EXTRACT PROVIDED -
Litigation

Why Dangerous Greenhouse Gases May Be Incapable Of Regulation

The Massachusetts v. EPA Paradox

Environmental statutes, such as the Clean Air Act (CAA), provide broad guidelines in which the Environmental Protection Agency (EPA) is expected to fill in the gaps through rulemakings, permit issuance, and enforcement actions. With Congress playing a “surprisingly small role” in overseeing the content of EPA regulations, the role of federal oversight of EPA has fallen on the judiciary.[1] Under the CAA, federal courts are given authority to hear petitions challenging EPA actions, such as rulemaking, as well as petitions asserting that the EPA has failed to undertake nondiscretionary duties, such as deciding what pollutants will be regulated.[2]

It is within this context that the United State Supreme Court issued its 2007 landmark decision in Massachusetts v. EPA. With its decision, the Supreme Court confirmed EPA’s authority to regulate greenhouse gases (GHGs) under the CAA. However, in the agency actions and court cases that followed Massachusetts, new questions have arisen as to whether GHGs are, in fact, air pollutants under the CAA that cannot be reasonably regulated.

Massachusetts v. EPA

In 1999, a group of private organizations filed a rulemaking petition with EPA, asking it to regulate GHG emissions from new motor vehicles under the CAA. In 2003, EPA denied the petition, concluding that the CAA did not authorize it to issue mandatory regulations to address global climate change and, even if it did, it would have been unwise to do so at that time. The petitioners, along with several intervening local and state governments, sought review of the denial in the U.S. Court of Appeals for the District of Columbia Circuit. In a split panel, the D.C. Circuit denied review, and the U.S. Supreme Court accepted petitioner’s writ of certiorari.

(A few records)
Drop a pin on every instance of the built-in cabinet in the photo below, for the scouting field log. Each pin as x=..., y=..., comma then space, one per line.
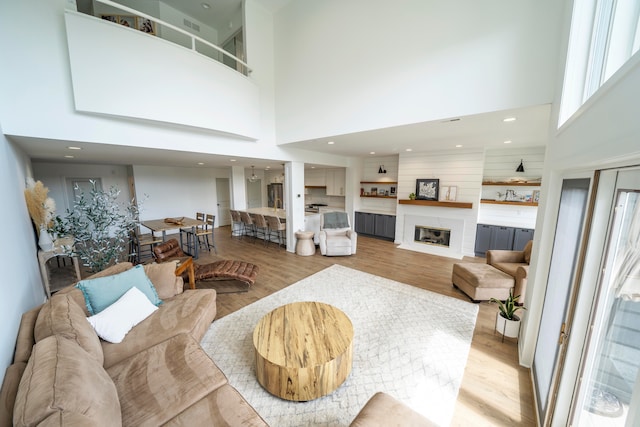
x=511, y=193
x=501, y=237
x=376, y=225
x=384, y=189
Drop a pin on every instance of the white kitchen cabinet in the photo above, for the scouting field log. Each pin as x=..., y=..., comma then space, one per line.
x=315, y=178
x=335, y=179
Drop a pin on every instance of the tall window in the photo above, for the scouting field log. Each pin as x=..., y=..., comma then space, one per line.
x=605, y=34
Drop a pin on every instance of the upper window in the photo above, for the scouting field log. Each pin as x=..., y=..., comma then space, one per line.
x=604, y=35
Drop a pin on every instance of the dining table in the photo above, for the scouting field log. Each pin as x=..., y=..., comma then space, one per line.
x=165, y=224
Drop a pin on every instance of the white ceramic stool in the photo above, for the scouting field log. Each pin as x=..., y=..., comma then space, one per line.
x=304, y=243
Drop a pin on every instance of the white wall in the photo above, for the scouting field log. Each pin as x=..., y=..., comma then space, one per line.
x=409, y=61
x=500, y=165
x=21, y=285
x=54, y=177
x=462, y=168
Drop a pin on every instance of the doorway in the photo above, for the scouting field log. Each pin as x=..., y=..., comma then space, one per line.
x=224, y=201
x=254, y=194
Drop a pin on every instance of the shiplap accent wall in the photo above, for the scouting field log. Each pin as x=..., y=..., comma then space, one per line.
x=500, y=165
x=463, y=169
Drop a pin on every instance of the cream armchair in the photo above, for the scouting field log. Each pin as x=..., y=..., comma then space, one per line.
x=336, y=237
x=515, y=264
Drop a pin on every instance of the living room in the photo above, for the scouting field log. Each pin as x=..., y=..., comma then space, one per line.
x=42, y=114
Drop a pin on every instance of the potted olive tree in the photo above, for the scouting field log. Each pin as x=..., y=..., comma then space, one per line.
x=507, y=323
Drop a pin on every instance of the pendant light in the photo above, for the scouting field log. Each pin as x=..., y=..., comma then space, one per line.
x=253, y=177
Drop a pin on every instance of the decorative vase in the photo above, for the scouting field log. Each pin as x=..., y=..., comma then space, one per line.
x=506, y=327
x=45, y=242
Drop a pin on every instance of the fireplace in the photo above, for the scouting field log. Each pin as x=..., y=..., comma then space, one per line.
x=432, y=235
x=435, y=235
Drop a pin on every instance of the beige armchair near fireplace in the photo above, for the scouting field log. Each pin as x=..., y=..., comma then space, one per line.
x=513, y=263
x=336, y=236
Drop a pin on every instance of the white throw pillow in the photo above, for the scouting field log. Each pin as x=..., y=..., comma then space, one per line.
x=115, y=321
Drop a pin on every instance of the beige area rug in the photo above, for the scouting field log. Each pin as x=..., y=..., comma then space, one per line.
x=408, y=342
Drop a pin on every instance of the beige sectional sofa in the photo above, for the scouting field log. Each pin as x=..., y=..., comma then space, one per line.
x=63, y=374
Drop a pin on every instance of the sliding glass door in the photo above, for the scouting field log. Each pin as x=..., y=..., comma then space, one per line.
x=547, y=362
x=607, y=390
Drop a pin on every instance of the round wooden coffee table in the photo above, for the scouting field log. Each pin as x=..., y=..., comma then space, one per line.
x=303, y=350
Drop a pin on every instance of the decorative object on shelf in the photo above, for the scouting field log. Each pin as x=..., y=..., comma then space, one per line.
x=448, y=193
x=253, y=177
x=507, y=323
x=427, y=189
x=44, y=241
x=536, y=196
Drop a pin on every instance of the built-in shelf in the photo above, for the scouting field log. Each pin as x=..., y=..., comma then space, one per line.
x=504, y=202
x=513, y=184
x=379, y=182
x=459, y=205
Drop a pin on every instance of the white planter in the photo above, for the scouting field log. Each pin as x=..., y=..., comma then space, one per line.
x=508, y=328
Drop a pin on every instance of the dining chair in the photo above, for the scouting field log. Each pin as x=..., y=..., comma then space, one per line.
x=141, y=245
x=276, y=229
x=247, y=224
x=260, y=227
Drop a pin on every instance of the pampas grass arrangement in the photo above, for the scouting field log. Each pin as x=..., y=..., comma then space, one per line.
x=41, y=207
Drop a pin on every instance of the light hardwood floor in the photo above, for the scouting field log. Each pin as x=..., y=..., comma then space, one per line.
x=495, y=390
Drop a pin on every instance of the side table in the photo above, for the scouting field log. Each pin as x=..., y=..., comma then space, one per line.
x=304, y=243
x=43, y=257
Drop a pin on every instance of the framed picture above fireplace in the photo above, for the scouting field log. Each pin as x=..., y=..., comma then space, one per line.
x=427, y=189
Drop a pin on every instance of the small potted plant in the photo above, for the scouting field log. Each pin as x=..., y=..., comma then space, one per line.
x=507, y=323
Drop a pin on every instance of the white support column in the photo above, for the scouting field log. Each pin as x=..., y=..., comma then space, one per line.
x=294, y=195
x=238, y=188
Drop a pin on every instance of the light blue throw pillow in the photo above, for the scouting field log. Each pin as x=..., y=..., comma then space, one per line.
x=101, y=292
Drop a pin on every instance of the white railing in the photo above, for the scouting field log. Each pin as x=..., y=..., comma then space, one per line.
x=245, y=67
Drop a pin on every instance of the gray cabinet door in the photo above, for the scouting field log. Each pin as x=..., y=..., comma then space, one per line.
x=385, y=226
x=365, y=223
x=502, y=238
x=483, y=239
x=521, y=237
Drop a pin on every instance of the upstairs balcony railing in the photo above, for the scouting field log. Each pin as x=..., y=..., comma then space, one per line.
x=154, y=26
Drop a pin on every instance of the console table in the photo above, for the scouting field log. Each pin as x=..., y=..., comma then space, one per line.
x=58, y=251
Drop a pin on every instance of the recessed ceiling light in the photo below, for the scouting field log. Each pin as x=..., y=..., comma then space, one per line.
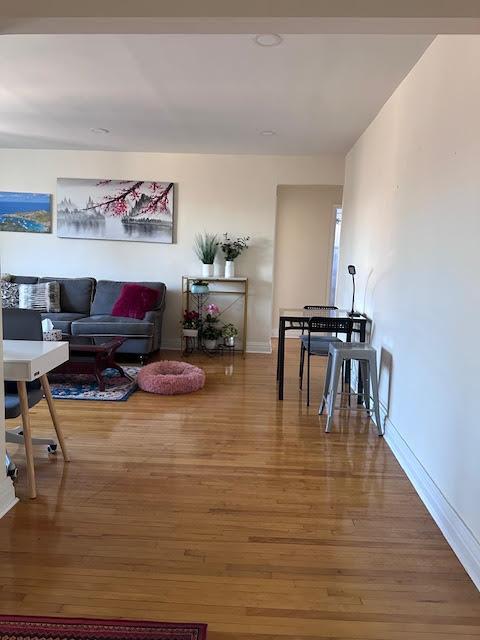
x=268, y=39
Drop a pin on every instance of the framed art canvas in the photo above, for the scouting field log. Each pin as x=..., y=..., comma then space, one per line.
x=133, y=210
x=27, y=212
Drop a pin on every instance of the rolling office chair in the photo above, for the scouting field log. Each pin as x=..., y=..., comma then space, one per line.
x=22, y=324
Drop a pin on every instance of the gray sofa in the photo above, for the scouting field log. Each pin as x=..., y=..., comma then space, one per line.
x=86, y=306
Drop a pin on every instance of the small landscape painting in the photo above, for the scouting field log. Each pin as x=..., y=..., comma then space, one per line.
x=134, y=210
x=28, y=212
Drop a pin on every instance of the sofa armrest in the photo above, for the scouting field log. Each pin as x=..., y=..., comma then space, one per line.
x=156, y=318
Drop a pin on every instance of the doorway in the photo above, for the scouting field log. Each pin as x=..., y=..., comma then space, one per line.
x=304, y=246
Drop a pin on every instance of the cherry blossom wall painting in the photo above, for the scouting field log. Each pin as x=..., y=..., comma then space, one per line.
x=140, y=211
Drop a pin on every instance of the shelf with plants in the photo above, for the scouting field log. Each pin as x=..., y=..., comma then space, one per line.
x=213, y=333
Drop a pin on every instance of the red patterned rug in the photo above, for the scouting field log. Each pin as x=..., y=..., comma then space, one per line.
x=35, y=628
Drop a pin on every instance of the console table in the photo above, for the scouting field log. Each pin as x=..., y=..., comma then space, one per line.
x=240, y=294
x=25, y=361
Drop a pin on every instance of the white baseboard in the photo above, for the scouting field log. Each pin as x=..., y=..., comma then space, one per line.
x=259, y=347
x=461, y=539
x=252, y=347
x=7, y=496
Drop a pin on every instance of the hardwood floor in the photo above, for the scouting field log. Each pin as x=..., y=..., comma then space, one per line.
x=231, y=508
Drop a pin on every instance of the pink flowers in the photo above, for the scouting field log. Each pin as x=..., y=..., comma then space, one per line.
x=212, y=309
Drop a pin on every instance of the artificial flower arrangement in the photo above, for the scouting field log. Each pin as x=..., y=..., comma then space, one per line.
x=233, y=248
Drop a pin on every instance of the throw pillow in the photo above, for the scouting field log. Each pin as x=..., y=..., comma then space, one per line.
x=134, y=301
x=41, y=297
x=10, y=294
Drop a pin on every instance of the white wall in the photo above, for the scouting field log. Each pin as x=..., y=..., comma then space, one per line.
x=214, y=193
x=411, y=225
x=303, y=246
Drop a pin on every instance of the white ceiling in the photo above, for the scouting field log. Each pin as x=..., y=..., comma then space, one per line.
x=197, y=93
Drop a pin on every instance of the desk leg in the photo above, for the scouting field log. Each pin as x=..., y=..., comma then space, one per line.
x=53, y=413
x=27, y=437
x=360, y=387
x=281, y=357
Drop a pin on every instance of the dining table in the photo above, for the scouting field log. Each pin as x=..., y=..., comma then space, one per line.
x=295, y=319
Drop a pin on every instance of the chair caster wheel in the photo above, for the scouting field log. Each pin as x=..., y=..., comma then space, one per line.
x=12, y=472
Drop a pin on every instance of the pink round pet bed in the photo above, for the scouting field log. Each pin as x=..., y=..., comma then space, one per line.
x=170, y=377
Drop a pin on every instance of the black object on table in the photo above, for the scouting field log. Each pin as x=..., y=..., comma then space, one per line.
x=287, y=320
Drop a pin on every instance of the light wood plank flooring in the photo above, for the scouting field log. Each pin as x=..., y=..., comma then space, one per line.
x=231, y=508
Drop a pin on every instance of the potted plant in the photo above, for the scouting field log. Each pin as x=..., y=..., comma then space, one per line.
x=191, y=323
x=206, y=246
x=232, y=249
x=210, y=335
x=199, y=286
x=210, y=331
x=229, y=333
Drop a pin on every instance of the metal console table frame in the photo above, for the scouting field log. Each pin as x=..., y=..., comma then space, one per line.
x=240, y=294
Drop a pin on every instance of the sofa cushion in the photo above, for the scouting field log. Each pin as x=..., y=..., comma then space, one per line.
x=44, y=296
x=10, y=294
x=108, y=291
x=107, y=325
x=75, y=293
x=25, y=279
x=63, y=321
x=134, y=301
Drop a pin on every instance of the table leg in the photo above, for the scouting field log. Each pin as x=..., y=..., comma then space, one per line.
x=281, y=357
x=27, y=438
x=54, y=416
x=360, y=386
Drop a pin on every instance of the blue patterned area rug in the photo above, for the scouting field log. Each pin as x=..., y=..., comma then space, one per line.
x=85, y=387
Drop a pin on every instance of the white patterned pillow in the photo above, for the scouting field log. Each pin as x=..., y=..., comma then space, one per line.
x=41, y=297
x=9, y=294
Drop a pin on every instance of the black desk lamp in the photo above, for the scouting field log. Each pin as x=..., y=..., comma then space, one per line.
x=352, y=271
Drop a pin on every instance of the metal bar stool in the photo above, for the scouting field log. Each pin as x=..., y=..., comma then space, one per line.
x=366, y=356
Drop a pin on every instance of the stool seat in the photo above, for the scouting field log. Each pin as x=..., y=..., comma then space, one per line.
x=366, y=355
x=319, y=345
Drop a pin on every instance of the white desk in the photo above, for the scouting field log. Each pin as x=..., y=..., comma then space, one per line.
x=25, y=361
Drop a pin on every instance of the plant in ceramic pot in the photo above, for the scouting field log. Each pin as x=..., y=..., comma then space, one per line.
x=210, y=331
x=199, y=287
x=229, y=333
x=231, y=250
x=206, y=246
x=190, y=323
x=210, y=335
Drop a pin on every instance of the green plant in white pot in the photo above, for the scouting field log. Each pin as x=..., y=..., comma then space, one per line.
x=210, y=335
x=231, y=250
x=229, y=333
x=210, y=330
x=206, y=246
x=199, y=287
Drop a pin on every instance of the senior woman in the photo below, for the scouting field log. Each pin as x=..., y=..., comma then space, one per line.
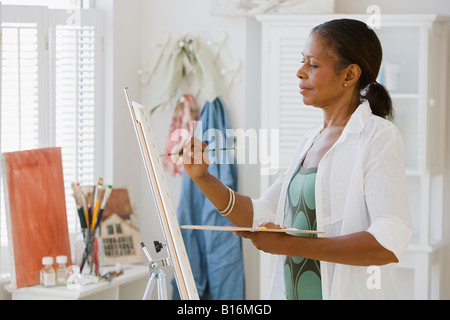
x=346, y=178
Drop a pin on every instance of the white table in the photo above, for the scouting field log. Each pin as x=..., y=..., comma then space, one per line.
x=130, y=285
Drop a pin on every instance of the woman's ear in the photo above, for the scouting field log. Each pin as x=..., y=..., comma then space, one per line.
x=352, y=74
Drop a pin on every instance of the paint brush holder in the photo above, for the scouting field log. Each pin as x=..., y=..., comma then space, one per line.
x=93, y=252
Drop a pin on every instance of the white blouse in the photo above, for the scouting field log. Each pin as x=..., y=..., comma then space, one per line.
x=360, y=186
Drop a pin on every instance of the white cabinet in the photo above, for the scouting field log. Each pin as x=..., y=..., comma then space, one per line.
x=415, y=58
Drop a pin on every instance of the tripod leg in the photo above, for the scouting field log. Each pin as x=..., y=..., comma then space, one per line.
x=150, y=285
x=162, y=290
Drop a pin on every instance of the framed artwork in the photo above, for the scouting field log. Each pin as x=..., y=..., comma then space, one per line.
x=119, y=229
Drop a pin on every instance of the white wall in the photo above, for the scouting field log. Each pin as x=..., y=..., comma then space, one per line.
x=138, y=23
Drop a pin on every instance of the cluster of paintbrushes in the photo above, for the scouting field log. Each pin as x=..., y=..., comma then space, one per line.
x=91, y=202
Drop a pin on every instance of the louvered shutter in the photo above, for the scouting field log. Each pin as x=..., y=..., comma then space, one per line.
x=76, y=59
x=23, y=117
x=283, y=108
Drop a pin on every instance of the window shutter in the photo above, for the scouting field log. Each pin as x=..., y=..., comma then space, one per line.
x=23, y=59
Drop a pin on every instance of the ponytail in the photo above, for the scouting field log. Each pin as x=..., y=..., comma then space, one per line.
x=379, y=100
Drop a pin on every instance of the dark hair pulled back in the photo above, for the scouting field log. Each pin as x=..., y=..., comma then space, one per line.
x=353, y=42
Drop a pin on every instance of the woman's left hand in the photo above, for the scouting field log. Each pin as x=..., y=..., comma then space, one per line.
x=270, y=242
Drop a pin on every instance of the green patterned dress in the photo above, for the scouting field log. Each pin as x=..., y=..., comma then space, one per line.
x=302, y=276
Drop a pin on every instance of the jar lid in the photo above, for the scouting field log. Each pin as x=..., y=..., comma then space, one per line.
x=61, y=259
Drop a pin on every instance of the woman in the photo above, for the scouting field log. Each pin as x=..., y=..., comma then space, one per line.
x=346, y=178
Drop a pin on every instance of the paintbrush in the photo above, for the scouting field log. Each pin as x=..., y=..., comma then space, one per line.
x=106, y=195
x=79, y=204
x=98, y=189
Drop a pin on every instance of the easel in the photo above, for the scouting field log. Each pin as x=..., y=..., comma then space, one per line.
x=157, y=275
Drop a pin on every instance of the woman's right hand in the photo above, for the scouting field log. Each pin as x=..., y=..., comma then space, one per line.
x=195, y=161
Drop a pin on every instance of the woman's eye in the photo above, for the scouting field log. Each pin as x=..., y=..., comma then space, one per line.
x=313, y=66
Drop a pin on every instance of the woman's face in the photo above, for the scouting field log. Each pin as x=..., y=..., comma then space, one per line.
x=320, y=85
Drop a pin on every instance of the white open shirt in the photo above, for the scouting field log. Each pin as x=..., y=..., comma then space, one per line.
x=360, y=186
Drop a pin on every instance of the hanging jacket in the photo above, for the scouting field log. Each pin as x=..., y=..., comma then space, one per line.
x=215, y=256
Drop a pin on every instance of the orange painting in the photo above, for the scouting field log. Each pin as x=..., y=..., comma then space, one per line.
x=36, y=211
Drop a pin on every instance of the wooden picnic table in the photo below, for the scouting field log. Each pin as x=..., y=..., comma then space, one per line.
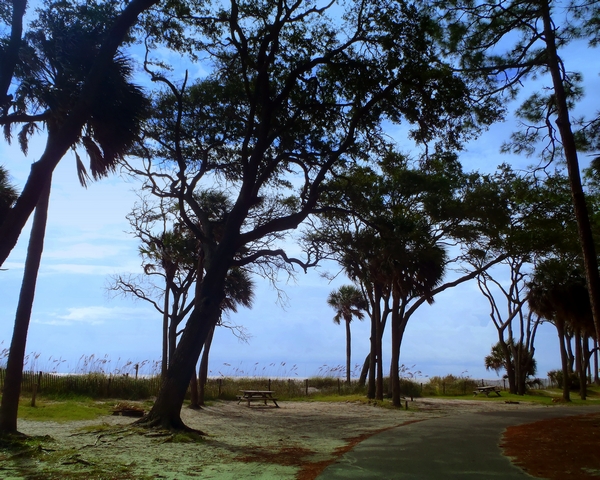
x=257, y=396
x=487, y=389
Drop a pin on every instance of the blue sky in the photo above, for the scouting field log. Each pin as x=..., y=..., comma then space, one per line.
x=87, y=241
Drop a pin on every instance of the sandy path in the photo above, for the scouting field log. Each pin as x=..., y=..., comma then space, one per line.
x=295, y=441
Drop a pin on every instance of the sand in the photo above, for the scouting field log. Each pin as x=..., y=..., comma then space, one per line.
x=295, y=441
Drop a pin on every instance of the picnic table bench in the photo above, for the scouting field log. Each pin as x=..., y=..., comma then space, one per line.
x=487, y=389
x=257, y=396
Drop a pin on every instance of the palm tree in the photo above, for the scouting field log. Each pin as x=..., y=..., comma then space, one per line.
x=57, y=57
x=8, y=193
x=239, y=291
x=558, y=292
x=348, y=302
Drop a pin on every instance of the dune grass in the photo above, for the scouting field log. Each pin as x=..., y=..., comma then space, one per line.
x=65, y=410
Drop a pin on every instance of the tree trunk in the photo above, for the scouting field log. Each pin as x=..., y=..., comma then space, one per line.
x=203, y=371
x=375, y=320
x=14, y=367
x=395, y=363
x=166, y=412
x=379, y=362
x=165, y=342
x=596, y=377
x=570, y=356
x=563, y=123
x=362, y=380
x=172, y=329
x=580, y=362
x=563, y=359
x=348, y=352
x=508, y=359
x=9, y=55
x=194, y=400
x=58, y=143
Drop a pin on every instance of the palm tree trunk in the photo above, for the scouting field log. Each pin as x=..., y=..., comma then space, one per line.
x=58, y=144
x=560, y=328
x=580, y=362
x=14, y=368
x=194, y=399
x=596, y=376
x=563, y=123
x=379, y=362
x=509, y=363
x=395, y=363
x=348, y=351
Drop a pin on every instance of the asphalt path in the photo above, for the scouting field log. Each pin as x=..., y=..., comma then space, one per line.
x=463, y=446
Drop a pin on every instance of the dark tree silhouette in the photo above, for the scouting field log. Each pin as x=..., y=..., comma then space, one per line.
x=348, y=302
x=58, y=53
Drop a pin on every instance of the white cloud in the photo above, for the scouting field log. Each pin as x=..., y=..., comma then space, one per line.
x=87, y=269
x=85, y=250
x=93, y=315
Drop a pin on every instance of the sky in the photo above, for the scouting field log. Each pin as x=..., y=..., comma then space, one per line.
x=76, y=326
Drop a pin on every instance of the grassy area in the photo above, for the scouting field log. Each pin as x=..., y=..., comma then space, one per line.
x=64, y=410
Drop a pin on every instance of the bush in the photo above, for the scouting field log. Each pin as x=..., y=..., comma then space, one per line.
x=556, y=377
x=449, y=385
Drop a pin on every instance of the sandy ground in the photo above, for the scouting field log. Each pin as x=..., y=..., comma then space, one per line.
x=295, y=441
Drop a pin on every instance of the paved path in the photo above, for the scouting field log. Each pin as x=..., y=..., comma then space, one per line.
x=463, y=446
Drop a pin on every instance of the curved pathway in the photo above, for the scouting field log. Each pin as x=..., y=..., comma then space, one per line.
x=464, y=446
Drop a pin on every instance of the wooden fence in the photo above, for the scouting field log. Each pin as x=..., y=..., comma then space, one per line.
x=94, y=385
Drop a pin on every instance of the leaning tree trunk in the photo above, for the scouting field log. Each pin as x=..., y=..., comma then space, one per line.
x=362, y=380
x=560, y=328
x=203, y=371
x=563, y=123
x=14, y=367
x=59, y=143
x=580, y=362
x=166, y=411
x=194, y=398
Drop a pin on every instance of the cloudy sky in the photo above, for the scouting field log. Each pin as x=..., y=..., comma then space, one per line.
x=87, y=240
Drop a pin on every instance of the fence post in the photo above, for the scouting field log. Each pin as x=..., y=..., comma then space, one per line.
x=36, y=386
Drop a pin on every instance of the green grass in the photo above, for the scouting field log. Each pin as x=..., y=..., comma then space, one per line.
x=63, y=411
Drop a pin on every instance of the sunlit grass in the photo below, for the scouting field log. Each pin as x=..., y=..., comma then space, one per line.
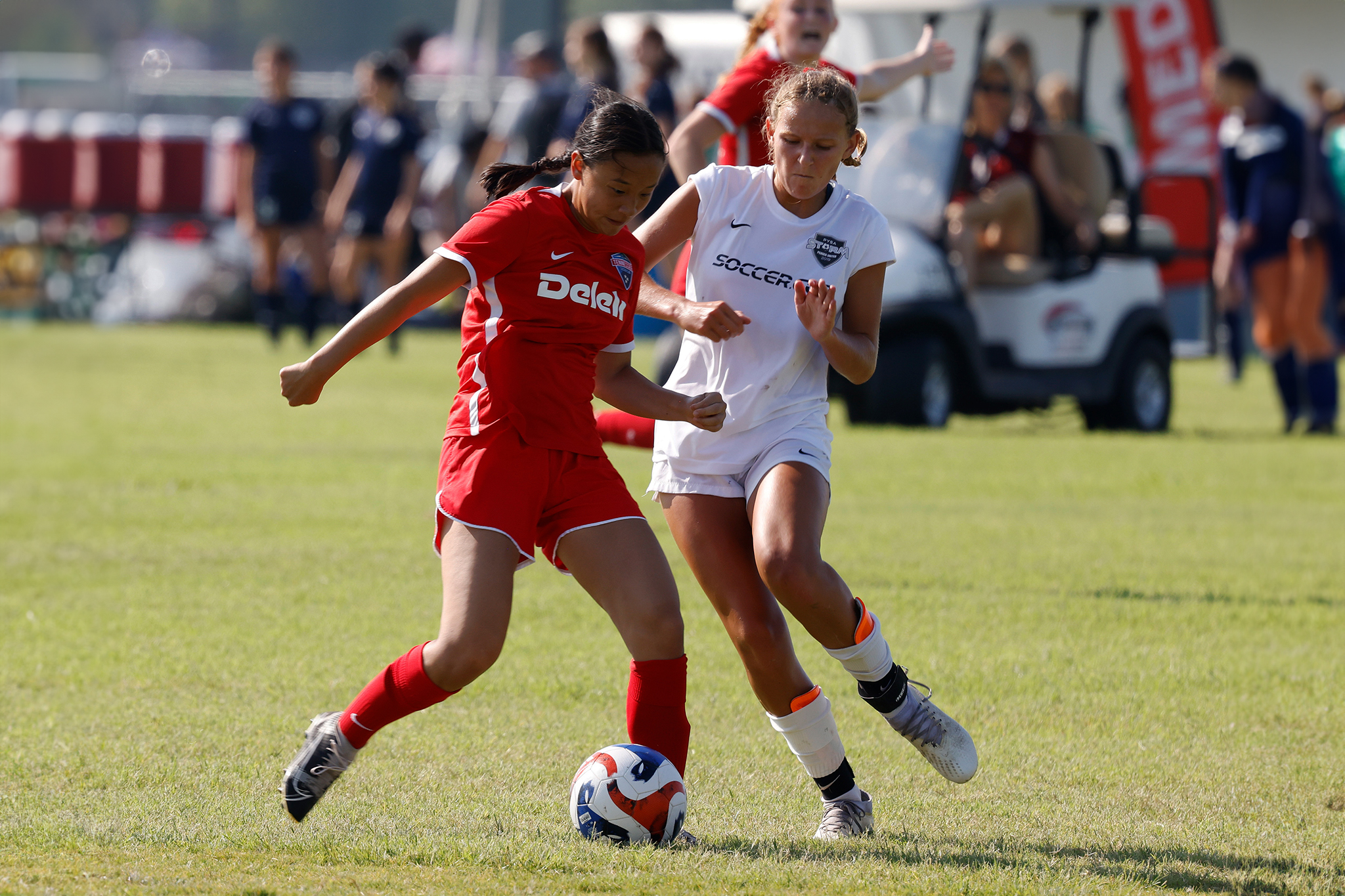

TASK DESCRIPTION - Copy the passage from the greenhouse gas article above, starting at "It is within" and ending at "be reasonably regulated.".

PROBLEM SOLUTION -
It is within this context that the United State Supreme Court issued its 2007 landmark decision in Massachusetts v. EPA. With its decision, the Supreme Court confirmed EPA’s authority to regulate greenhouse gases (GHGs) under the CAA. However, in the agency actions and court cases that followed Massachusetts, new questions have arisen as to whether GHGs are, in fact, air pollutants under the CAA that cannot be reasonably regulated.